**DOCUMENTO FUENTE:**
Rubio, los ojos dulces y azules, el príncipe Mishkin aparece en el tren que está llegando a Petersburgo en una encapotada mañana de noviembre, niebla y hielo que se derrite, estación impura. Vuelve de una clínica suiza a la que había sido enviado siendo niño y donde ha sido curado por un psiquiatra partidario de métodos no agresivos, viviendo feliz entre otros críos. Habla con alguien de su edad, veintiséis años, pero moreno, la mirada cerrada. Cuanto Mishkin es luminoso y abierto, Rogozin, hijo rico de un comerciante, es oscuro y desconfiado. Y entre ellos interviene el enredador Lebedev, coro de los clientes que conformará el trasfondo del asunto, un prometeo de la humillación. El mismo día, en Petersburgo, Mishkin encuentra al resto de las personas dramatis, a todas, empezando por Aglaya Epancina, la jovencita bellísima que se asoma a la vida, hermana de Natacha Rostova y de Kitty Scerbatskai, y que es una criatura de mirada altanera y trágica de la cual le sorprende un retrato con el que se topará antes de que caiga la tarde al abrir una puerta. Aparece también Natacha Filípovna quien, habiéndose quedado huérfana y sido criada por un amigo de la casa, ha descubierto que ha crecido no como esposa sino como exquisita amante, lo cual no le perdona a éste ni se perdona a sí misma. El príncipe entrará desde el primer día en el destino de los tres, acompañándolo y empujándolo a desenlaces fatales.

Porque el mal ya había sido hecho. Al compañero de viaje de los ojos ardientes, Rogozin, le devora la pasión por Natacha Filípovna, pasión que es frustración, necesidad y arrogancia. También Natacha Filípovna está obsesionada por la caída que considera irremediable: el ex amante ha ofrecido una gran suma de dinero para que alguien se case con ella quitándola honorablemente de en medio, y ella aceptará al joven con ambiciones que necesita ese dinero, pero que, sin embargo, se avergüenza de ella. Se debe saber, no obstante, de esta abyección. Mientras lo revela en público para humillarse a sí misma y a ambos, llega Rogozin con una suma mayor: te compro yo. Para el príncipe ese descarnamiento es insoportable. Ruega a Natacha que acepte su mano. Nastacha se siente resplandeciente, le ha sido restituida la dignidad a la cual pensaba no tener ya derecho. Pero es un instante: ¿cómo arrastrar en una caída ya consumada a aquel ser noble e inocente? Le dice a Rogozin: sácame de aquí. Antes o después me casaré contigo.

**INSTRUCCIONES DE LA TAREA:** Di si cada afirmación coincide con el texto sobre el príncipe Mishkin, respondiendo sí o no y citando literalmente las palabras que lo deciden. 1. Mishkin y Rogozin tienen la misma edad. 2. Mishkin llega a Petersburgo en una mañana de diciembre. 3. Natacha Filípovna acepta casarse con el príncipe. El material que aparece a continuación procede de otra fuente.

**DATOS DISPONIBLES:**
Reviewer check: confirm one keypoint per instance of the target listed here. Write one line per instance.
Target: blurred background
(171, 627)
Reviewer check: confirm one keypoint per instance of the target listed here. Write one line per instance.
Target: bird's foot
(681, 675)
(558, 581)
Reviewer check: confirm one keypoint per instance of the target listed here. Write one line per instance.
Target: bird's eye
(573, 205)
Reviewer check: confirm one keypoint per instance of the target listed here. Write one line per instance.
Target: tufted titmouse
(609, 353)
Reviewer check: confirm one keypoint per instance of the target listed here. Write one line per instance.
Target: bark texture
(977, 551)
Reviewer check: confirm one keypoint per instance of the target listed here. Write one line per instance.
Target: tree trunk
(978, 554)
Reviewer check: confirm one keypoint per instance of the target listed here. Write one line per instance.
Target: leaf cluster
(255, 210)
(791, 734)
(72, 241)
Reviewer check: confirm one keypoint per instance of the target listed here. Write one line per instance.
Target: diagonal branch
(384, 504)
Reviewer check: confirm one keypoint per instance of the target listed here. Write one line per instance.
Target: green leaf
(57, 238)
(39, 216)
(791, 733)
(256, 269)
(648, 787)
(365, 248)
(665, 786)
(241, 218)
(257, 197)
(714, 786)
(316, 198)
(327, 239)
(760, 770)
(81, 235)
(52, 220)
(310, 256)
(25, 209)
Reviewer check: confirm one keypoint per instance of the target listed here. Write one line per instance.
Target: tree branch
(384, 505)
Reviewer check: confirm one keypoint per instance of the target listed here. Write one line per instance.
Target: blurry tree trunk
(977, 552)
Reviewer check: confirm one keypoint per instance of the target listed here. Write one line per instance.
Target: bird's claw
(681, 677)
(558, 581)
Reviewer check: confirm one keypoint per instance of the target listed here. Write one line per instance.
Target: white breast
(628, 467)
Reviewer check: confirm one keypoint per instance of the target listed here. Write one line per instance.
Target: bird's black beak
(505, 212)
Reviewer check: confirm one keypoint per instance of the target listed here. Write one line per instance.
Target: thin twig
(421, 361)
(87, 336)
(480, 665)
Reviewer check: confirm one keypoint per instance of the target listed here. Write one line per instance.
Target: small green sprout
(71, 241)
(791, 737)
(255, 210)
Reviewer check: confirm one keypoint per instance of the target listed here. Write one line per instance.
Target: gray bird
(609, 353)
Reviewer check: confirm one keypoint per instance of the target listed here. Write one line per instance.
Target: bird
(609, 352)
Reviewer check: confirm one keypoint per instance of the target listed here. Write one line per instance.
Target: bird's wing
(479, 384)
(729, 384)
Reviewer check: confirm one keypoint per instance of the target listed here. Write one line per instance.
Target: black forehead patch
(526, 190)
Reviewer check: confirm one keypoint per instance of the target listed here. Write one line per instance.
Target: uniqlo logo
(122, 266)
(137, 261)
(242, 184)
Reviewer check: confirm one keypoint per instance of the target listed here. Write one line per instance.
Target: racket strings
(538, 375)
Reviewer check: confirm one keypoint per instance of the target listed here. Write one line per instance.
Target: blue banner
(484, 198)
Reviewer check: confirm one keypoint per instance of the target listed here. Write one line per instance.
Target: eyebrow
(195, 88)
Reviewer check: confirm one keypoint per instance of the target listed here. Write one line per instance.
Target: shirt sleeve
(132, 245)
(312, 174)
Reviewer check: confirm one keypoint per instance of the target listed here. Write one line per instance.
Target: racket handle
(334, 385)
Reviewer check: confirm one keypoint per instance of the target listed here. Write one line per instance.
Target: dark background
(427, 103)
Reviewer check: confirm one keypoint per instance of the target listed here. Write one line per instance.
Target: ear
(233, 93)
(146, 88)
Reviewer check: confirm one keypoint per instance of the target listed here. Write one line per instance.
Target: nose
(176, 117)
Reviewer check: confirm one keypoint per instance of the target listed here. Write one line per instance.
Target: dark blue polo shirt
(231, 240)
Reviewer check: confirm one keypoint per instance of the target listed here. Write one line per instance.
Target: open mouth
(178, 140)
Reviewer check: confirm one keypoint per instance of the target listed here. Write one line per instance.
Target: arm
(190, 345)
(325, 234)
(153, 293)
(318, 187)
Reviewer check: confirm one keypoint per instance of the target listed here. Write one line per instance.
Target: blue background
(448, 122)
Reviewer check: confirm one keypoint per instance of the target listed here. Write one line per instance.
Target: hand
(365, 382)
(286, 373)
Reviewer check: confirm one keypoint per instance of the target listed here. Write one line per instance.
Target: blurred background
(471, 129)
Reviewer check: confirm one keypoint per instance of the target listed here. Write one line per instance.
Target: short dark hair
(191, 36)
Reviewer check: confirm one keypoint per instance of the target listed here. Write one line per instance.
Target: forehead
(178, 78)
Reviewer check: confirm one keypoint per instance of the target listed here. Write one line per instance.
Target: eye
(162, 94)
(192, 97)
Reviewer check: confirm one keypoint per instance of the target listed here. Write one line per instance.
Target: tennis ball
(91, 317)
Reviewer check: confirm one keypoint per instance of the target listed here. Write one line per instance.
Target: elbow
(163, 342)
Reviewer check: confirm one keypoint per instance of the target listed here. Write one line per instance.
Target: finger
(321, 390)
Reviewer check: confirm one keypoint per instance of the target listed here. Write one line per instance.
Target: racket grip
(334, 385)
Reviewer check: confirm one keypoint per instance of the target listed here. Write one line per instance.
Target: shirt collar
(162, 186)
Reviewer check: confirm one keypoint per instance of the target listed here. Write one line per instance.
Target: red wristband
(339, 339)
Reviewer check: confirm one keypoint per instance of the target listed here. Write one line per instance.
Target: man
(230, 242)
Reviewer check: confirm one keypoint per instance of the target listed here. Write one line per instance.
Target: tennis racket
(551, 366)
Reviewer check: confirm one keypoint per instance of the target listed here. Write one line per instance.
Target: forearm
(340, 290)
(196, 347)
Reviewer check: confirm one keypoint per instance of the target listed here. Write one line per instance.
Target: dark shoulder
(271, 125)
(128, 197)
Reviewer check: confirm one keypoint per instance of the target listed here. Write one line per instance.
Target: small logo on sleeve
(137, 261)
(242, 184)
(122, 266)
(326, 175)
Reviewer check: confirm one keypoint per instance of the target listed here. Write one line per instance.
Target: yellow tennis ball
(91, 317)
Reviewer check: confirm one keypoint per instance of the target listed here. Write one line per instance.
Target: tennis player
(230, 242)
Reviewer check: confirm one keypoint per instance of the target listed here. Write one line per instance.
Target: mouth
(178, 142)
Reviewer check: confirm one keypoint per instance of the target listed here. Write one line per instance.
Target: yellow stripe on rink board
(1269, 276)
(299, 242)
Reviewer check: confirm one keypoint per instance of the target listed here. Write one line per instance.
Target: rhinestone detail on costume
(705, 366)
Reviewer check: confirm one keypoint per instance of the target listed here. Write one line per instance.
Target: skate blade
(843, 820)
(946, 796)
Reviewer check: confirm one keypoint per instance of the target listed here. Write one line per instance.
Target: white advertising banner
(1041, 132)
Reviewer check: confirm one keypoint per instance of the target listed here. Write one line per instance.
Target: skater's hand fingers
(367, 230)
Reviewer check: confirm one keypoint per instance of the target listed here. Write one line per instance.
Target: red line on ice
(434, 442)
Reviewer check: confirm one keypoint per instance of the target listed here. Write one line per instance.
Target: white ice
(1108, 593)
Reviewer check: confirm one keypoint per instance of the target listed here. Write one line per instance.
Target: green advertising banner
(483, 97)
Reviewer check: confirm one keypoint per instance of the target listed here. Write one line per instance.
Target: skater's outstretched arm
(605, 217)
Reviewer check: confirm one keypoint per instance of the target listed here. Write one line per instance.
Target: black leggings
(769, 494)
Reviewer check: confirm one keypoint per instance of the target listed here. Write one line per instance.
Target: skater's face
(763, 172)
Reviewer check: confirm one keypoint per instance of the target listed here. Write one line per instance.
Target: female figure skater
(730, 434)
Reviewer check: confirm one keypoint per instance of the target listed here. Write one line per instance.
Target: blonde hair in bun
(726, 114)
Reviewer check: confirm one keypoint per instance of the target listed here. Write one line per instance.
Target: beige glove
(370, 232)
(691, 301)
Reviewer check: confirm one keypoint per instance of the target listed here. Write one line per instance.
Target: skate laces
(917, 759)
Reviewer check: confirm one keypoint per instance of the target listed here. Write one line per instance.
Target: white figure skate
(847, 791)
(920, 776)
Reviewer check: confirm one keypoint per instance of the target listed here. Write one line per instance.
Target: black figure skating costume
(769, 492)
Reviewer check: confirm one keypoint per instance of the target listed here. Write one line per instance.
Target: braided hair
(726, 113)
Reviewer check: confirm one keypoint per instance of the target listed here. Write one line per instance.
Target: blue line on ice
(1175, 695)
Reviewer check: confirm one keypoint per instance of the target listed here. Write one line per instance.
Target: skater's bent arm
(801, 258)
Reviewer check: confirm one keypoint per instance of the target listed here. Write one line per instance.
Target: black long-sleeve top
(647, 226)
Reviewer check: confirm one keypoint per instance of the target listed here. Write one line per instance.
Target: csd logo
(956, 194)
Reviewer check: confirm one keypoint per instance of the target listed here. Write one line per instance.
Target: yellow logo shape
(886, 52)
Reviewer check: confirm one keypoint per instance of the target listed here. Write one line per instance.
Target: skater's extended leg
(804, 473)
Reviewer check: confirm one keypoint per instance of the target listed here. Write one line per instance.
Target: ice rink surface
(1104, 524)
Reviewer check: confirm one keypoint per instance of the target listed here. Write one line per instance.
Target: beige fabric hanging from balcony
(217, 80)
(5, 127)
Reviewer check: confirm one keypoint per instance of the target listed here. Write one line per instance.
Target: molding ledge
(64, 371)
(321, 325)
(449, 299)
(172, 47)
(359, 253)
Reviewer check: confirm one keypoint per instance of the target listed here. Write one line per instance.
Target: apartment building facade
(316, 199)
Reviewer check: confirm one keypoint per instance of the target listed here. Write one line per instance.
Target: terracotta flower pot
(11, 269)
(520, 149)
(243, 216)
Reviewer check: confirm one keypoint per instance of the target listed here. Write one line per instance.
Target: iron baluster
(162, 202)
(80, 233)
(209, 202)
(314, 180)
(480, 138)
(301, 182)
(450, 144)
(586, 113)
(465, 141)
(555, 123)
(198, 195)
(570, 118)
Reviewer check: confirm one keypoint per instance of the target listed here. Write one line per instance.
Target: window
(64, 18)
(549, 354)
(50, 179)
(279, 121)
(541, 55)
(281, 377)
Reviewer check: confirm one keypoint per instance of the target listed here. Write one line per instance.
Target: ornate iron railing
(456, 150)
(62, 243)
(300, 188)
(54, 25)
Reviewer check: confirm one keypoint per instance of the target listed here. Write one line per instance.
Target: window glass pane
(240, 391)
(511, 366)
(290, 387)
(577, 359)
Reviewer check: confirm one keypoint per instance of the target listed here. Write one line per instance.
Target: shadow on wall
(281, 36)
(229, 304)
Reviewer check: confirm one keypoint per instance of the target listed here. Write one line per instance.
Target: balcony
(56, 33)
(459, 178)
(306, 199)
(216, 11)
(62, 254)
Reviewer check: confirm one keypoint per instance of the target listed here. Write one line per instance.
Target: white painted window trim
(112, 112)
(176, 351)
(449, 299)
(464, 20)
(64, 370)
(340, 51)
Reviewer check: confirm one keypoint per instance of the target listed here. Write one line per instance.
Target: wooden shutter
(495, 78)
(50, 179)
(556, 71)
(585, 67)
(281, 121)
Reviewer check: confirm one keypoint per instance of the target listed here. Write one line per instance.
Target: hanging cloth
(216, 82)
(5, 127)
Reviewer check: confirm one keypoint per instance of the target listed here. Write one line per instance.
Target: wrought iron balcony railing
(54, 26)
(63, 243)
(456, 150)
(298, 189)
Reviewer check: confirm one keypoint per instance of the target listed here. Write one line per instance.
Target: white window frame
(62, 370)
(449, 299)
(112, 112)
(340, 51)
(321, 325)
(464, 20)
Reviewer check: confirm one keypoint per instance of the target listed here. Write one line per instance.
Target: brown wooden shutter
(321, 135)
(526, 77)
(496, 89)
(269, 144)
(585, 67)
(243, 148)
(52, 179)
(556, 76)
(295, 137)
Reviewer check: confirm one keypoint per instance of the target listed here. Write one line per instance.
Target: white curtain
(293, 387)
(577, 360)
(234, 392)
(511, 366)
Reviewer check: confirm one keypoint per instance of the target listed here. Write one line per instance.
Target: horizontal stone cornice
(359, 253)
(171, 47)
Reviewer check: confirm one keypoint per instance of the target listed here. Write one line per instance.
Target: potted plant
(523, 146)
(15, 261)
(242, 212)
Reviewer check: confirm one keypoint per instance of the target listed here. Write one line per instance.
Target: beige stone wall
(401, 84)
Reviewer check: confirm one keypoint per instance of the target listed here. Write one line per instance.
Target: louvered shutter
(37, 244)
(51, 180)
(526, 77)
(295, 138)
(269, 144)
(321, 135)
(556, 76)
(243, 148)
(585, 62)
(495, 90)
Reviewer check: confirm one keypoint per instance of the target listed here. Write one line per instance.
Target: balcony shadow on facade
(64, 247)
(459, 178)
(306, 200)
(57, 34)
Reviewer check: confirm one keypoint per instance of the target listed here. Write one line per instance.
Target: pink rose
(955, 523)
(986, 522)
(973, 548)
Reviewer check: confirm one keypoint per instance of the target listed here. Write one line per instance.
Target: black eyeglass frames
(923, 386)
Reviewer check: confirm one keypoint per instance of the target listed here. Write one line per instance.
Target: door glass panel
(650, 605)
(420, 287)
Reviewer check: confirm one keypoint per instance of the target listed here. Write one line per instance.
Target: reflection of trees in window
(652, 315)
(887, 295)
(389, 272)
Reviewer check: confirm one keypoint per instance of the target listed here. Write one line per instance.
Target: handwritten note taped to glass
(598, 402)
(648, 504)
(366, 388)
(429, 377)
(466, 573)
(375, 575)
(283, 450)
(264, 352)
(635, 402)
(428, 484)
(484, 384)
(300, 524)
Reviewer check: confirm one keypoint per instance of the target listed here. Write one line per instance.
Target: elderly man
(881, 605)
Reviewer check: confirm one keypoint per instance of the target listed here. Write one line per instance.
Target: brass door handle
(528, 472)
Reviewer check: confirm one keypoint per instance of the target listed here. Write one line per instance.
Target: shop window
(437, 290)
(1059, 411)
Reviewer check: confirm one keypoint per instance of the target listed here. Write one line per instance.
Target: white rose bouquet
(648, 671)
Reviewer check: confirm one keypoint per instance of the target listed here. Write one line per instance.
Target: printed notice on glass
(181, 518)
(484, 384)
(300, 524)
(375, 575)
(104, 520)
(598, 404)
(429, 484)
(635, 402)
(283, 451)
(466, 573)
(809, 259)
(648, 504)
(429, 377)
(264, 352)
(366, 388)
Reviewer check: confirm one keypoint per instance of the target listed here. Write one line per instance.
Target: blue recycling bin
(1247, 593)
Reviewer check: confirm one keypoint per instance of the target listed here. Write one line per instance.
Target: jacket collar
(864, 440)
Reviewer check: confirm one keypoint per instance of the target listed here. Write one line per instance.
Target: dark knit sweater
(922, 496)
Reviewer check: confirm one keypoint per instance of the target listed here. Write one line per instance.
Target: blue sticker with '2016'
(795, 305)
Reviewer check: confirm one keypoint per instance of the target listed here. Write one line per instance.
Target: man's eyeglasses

**RESPUESTA ESCRITA:**
1. Sí: «Habla con alguien de su edad, veintiséis años».
2. No: «en una encapotada mañana de noviembre».
3. No: «Le dice a Rogozin: sácame de aquí. Antes o después me casaré contigo».